Short exercise 1:
Answer these questions from the tax appeal excerpt:
(a) What business does the Appellant say it is engaged in?
(b) On what date was the objection decision that the Appellant asks to have set aside issued?
(c) On what date was the Respondent's Statement of Facts filed?
Short exercise 2:
Carry on the tax appeal excerpt from the point where it stops.

[Start of Text]

15. The Appellant submitted that the Respondent failed to understand the documentation provided as the general ledgers adduced correctly match that which has been declared under the Appellant’s payroll.
16. The Appellant averred that subjecting the Kshs 3,367,754. 00 raised by the Respondent to further tax would amount to double taxation.
17. The Appellant averred that it engages in the business of manufacturing and distributing hair products, thus engaging a marketing team whose role entails having to move around. That the Appellant covers the expenses by affording its marketing employees a fuel benefit which is taxed under the payroll as described above.
18. Further, the Appellant submitted that the fuel expenses incurred are in relation to deliveries made by its drivers using registered company vehicles that it books under its ‘motor vehicle fuel’ ledger and ‘staff welfare fuel do not use’ ledger in the books of accounts, provided for as allowable expenses under Section 15(1) of the Income Tax Act which states;“For the purpose of ascertaining the total income of any person for a year of income there shall, subject to Section 16 of this Act, be deducted all expenditure incurred in such year of income which is expenditure wholly and exclusively incurred by him in the production of that income, and where under Section 27 of this Act any income of an accounting period ending on some day other than the last day of such year of income is, for the purpose of ascertaining total income for any year of income, taken to be income for any year of income, then such expenditure incurred during such period shall be treated as having been incurred during such year of income.”
19. The Appellant averred that the Respondent erred in law and in fact by disallowing expenses incurred in relation to permits and visa documents for its expatriate employees as well as passes for their dependents.
20. The Appellant opined that the expenses of Kshs 27,142,461. 00 for the years 2017-2020 are business related expenses paid on behalf of expatriates as provided for in Section 5(4) read together with Section 15 of the Income Tax Act.
21. The Appellant averred that the Respondent’s objection decision failed to consider the detailed documentation provided by the Appellant in an attempt to provide the much needed clarification and explanations to the transactions in question.
22. The Appellant averred that the Respondent’s assertion in its objection decision that the assessment should stand on account of lack of documentation when the required documentation have been provided is therefore not only surprising but also quite disruptive as the taxpayer has been left grappling in the dark in trying to respond to an objection that is marred with such inconsistencies.
Appellant’s Prayers 23. The Appellant prayed that the Tribunal finds that:-i.The objection decision dated 20th February 2023 setting out the assessment of Kshs. 32,448,467 be set aside in its entirety;ii.The Appeal be allowed with costs to the Appellant; andiii.Any other remedies that the Tribunal deems just and reasonable.
Respondent’s Case 24. The Respondent’s case is premised on the following documents before the Tribunal:a.Its Statement of Facts dated 3rd May 2023 and filed on 4th May 2023b.Its Written Submissions dated 14th November 2023 and filed on 15th November 2023.
25. The Respondent averred that the Appellant failed to provide certain documents upon request through email correspondence by the Respondent during the audit and assessment and objection review stages.
26. The Respondent submitted that the documents provided by the Appellant under the appendices 11, 12, 13, 14, 15 and 16 of the Appellant’s Record of Appeal are fresh and newly adduced documents at the Appeal Stage and without leave of the Tribunal.

[End of Text]
[Start of Material shown]

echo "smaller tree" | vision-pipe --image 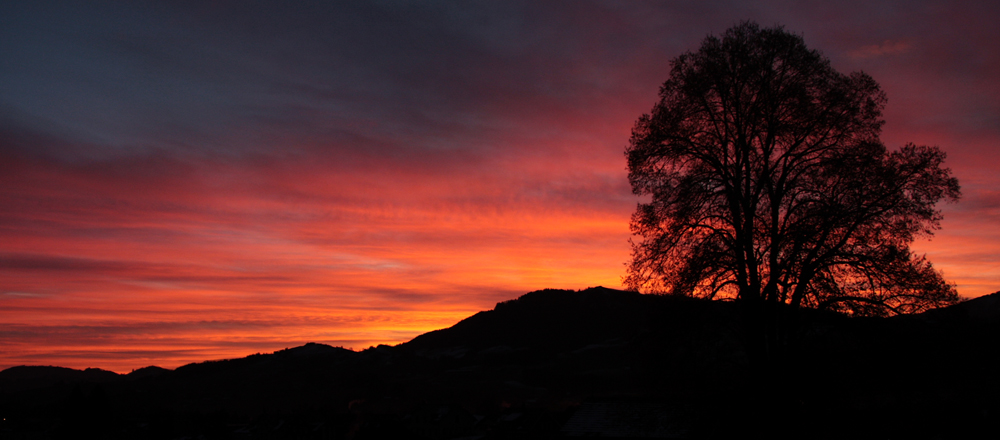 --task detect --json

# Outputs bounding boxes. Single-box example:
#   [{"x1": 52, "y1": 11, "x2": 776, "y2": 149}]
[{"x1": 624, "y1": 23, "x2": 960, "y2": 316}]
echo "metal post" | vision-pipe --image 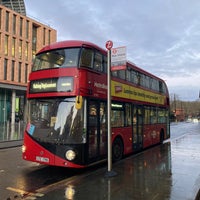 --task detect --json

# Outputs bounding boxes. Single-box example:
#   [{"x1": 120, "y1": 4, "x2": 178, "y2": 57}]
[
  {"x1": 107, "y1": 50, "x2": 112, "y2": 172},
  {"x1": 106, "y1": 41, "x2": 116, "y2": 177}
]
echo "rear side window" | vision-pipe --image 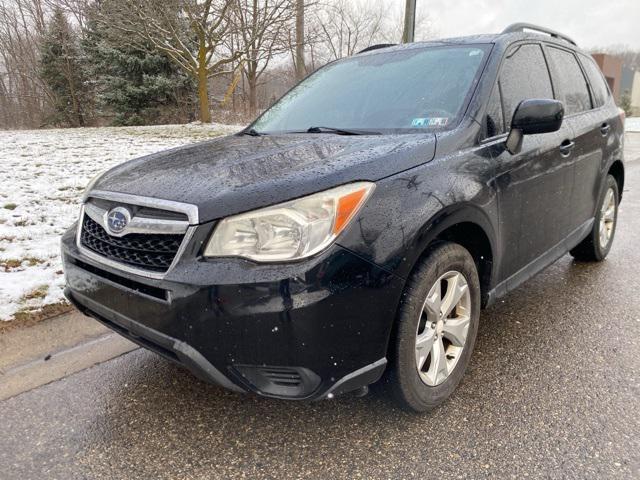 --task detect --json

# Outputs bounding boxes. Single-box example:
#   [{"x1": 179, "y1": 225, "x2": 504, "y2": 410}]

[End of Material shown]

Final answer 1:
(a) Manufacturing and distributing hair products.
(b) 20th February 2023.
(c) 4th May 2023.

Final answer 2:
27. The Respondent submitted that the Tribunal’s jurisdiction flows from the Respondent’s Objection Decision. The Respondent averred that Section 3 of the Tax Appeals Tribunal Act, 2013 strictly mandates the Tribunal:“… to hear appeals filed against any tax decision made by the Commissioner.”
28. The Respondent submitted that the Tribunal does not have jurisdiction to consider the documents adduced by the Appellant because they do not inform the objection decision. The Respondent averred that the Tribunal should not consider them to the extent that they do not form part of the Respondent’s Objection Decision.
29. The Respondent averred that the introduction of new grounds and filing of fresh documents at the Tribunal is governed by Section 56(3) of the Tax Procedures Act, 2015, which provides:“... (3) In an appeal by a taxpayer to the Tribunal, High Court or Court of Appeal in relation to an appealable decision, the taxpayer shall rely only on the grounds stated in the objection to which the decision relates unless the Tribunal or Court allows the person to add new grounds.”
30. The Respondent averred that Section 3 and Section 13(6) of the Tax Appeals Tribunal Act, 2013, should be read and construed both holistically and purposively with Sections 51 and 56(3) of the Tax Procedures Act, 2015.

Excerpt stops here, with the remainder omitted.